WORK TO BE COMPLETED: Put the lines of the listing below, from the line with "Can you see the stone" through its last line (both included), into a numbered list, leaving out any blank lines.
□ □ □
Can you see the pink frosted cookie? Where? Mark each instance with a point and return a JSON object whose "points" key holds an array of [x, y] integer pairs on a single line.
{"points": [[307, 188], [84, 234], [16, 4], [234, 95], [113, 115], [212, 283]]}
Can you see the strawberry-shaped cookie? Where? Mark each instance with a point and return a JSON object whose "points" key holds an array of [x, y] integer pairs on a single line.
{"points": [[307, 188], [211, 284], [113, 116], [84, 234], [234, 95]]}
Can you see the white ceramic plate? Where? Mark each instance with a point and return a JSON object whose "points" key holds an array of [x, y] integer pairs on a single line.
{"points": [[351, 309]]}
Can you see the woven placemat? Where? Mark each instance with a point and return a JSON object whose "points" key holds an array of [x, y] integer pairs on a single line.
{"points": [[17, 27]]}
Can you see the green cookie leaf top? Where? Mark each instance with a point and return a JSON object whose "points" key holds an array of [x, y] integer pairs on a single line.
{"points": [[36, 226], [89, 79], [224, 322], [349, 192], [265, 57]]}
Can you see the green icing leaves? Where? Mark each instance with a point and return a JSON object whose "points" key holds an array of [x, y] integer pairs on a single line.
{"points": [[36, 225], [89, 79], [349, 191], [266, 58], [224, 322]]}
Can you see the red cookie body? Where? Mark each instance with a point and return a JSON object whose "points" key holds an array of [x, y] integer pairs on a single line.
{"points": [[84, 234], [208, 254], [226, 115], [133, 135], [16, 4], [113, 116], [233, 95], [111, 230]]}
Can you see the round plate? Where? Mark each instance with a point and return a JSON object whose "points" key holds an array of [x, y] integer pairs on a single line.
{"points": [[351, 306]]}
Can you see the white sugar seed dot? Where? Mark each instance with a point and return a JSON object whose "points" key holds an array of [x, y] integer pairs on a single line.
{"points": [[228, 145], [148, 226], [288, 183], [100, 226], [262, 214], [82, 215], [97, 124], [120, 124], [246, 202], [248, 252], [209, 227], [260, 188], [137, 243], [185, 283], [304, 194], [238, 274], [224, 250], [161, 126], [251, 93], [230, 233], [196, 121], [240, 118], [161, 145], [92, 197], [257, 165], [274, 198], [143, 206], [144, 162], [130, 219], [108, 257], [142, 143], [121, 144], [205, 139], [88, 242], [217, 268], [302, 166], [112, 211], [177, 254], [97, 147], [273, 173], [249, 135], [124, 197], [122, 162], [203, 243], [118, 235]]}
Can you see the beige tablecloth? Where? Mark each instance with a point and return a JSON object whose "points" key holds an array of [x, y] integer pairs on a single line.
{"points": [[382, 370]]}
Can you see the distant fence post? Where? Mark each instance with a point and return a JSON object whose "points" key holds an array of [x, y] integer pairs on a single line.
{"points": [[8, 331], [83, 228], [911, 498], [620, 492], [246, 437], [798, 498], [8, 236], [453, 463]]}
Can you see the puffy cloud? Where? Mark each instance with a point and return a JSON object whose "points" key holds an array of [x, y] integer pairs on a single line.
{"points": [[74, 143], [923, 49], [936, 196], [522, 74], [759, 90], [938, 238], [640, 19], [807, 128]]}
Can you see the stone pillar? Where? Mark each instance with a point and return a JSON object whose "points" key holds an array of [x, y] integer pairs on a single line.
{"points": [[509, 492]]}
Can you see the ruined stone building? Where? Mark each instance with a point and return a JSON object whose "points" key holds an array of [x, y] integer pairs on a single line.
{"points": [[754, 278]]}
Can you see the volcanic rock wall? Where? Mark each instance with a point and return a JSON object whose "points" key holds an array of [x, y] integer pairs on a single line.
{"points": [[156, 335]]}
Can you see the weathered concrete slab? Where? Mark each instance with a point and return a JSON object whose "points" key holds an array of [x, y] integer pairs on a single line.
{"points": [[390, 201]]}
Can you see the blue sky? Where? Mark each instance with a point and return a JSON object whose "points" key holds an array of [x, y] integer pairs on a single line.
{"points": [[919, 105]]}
□ □ □
TASK RESULT:
1. Can you see the stone pillar? Where? Mark each instance with a point and return a JSON object whose "points" key holds an array of [x, y] integer pairs on a single line.
2. {"points": [[509, 492]]}
3. Can you see the ruined stone building? Where? Mark each instance with a point and return a JSON object whose "points" key holds an array of [x, y] integer pairs on a single line.
4. {"points": [[754, 278]]}
5. Can you see the volcanic rock wall? Where? Mark each instance with a point and return a JSON object whose "points" key holds an array of [x, y] integer pairs on a single line.
6. {"points": [[156, 335]]}
7. Can you see the weathered concrete slab? Where? Mark each instance with a point and return a JSON object whose "points" key holds an array of [x, y] integer pairs on a single line.
8. {"points": [[390, 201]]}
9. Can you see the blue sky? Where? Mark each instance with a point and return a JSON object whose "points" key holds an array of [x, y] integer pairs on a single line.
10. {"points": [[919, 105]]}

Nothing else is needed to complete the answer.